*SHORT EXERCISE*
Render the material from its first line through the line containing "73 30 L 82 18" as a numbered list, omitting any blank lines.
═══ LISTED RECORDS ═══
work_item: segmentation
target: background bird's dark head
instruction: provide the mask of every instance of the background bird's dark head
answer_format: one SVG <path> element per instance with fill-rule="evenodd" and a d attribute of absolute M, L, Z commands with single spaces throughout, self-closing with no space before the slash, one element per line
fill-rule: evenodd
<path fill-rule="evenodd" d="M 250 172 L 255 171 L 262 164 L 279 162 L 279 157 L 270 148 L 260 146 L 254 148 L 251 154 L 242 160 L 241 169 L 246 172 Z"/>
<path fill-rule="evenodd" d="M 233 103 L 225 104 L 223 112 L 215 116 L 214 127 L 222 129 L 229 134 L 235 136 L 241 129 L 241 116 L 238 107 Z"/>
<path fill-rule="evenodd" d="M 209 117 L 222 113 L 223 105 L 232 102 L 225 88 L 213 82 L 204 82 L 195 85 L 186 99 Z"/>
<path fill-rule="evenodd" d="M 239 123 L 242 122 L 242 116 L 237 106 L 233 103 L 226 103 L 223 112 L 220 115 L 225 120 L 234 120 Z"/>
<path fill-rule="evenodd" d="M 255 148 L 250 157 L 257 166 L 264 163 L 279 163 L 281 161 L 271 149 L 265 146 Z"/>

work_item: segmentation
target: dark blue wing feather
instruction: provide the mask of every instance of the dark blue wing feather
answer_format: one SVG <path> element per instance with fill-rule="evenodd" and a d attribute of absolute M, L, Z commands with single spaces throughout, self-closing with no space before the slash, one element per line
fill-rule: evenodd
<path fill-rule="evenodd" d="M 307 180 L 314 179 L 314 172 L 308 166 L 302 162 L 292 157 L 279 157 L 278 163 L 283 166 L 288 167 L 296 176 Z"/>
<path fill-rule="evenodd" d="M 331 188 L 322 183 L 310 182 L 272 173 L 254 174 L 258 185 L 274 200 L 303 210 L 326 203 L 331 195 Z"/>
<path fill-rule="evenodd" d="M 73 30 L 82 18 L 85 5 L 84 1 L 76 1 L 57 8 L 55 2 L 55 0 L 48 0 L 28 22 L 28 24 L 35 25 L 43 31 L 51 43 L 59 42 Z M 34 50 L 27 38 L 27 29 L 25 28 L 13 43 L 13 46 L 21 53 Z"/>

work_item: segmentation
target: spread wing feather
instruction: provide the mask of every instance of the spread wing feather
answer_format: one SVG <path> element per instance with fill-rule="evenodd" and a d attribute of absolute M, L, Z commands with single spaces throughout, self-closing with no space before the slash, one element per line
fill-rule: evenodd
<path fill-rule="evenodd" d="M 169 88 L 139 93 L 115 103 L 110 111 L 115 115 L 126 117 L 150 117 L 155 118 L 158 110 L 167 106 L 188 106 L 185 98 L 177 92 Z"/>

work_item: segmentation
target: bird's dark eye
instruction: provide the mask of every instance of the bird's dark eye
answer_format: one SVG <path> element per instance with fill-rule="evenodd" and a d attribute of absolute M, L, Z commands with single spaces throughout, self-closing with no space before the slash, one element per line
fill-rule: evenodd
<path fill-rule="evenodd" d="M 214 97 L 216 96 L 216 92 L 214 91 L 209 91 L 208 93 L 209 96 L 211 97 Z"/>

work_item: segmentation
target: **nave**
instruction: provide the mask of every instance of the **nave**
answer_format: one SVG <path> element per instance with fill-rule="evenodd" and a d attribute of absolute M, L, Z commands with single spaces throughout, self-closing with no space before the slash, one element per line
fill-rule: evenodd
═══
*OUTPUT BELOW*
1. work_item: segmentation
2. target: background bird's dark head
3. instruction: provide the mask of every instance of the background bird's dark head
4. answer_format: one SVG <path> element per instance with fill-rule="evenodd" and a d attribute of absolute M, L, Z commands with single spaces throughout, self-closing with no space before the slash, one element per line
5. fill-rule: evenodd
6. <path fill-rule="evenodd" d="M 250 172 L 255 171 L 262 164 L 279 162 L 279 157 L 270 148 L 260 146 L 254 148 L 251 154 L 242 160 L 241 169 L 246 172 Z"/>
7. <path fill-rule="evenodd" d="M 233 103 L 225 104 L 223 112 L 215 116 L 214 127 L 222 129 L 229 134 L 235 136 L 241 129 L 241 116 L 238 107 Z"/>
8. <path fill-rule="evenodd" d="M 209 117 L 222 113 L 223 105 L 232 102 L 225 88 L 213 82 L 204 82 L 195 85 L 186 99 Z"/>
9. <path fill-rule="evenodd" d="M 239 123 L 242 122 L 242 116 L 237 106 L 233 103 L 226 103 L 223 112 L 220 115 L 225 120 L 234 120 Z"/>
10. <path fill-rule="evenodd" d="M 255 148 L 250 157 L 257 166 L 264 163 L 279 163 L 281 161 L 271 149 L 265 146 Z"/>
11. work_item: segmentation
12. target: dark blue wing feather
13. instruction: provide the mask of every instance of the dark blue wing feather
14. answer_format: one SVG <path> element per instance with fill-rule="evenodd" and a d attribute of absolute M, L, Z commands with single spaces throughout, self-closing with no space before the slash, one element per line
15. fill-rule: evenodd
16. <path fill-rule="evenodd" d="M 307 180 L 314 179 L 314 172 L 308 166 L 302 162 L 292 157 L 279 157 L 278 163 L 283 166 L 288 167 L 296 176 Z"/>
17. <path fill-rule="evenodd" d="M 331 188 L 322 183 L 310 182 L 272 173 L 254 174 L 258 185 L 274 200 L 303 210 L 326 203 L 331 195 Z"/>
18. <path fill-rule="evenodd" d="M 73 30 L 82 18 L 85 5 L 84 1 L 76 1 L 57 8 L 55 2 L 55 0 L 48 0 L 28 22 L 28 24 L 35 25 L 43 31 L 51 43 L 59 42 Z M 34 50 L 27 38 L 27 29 L 25 28 L 13 43 L 13 46 L 21 53 Z"/>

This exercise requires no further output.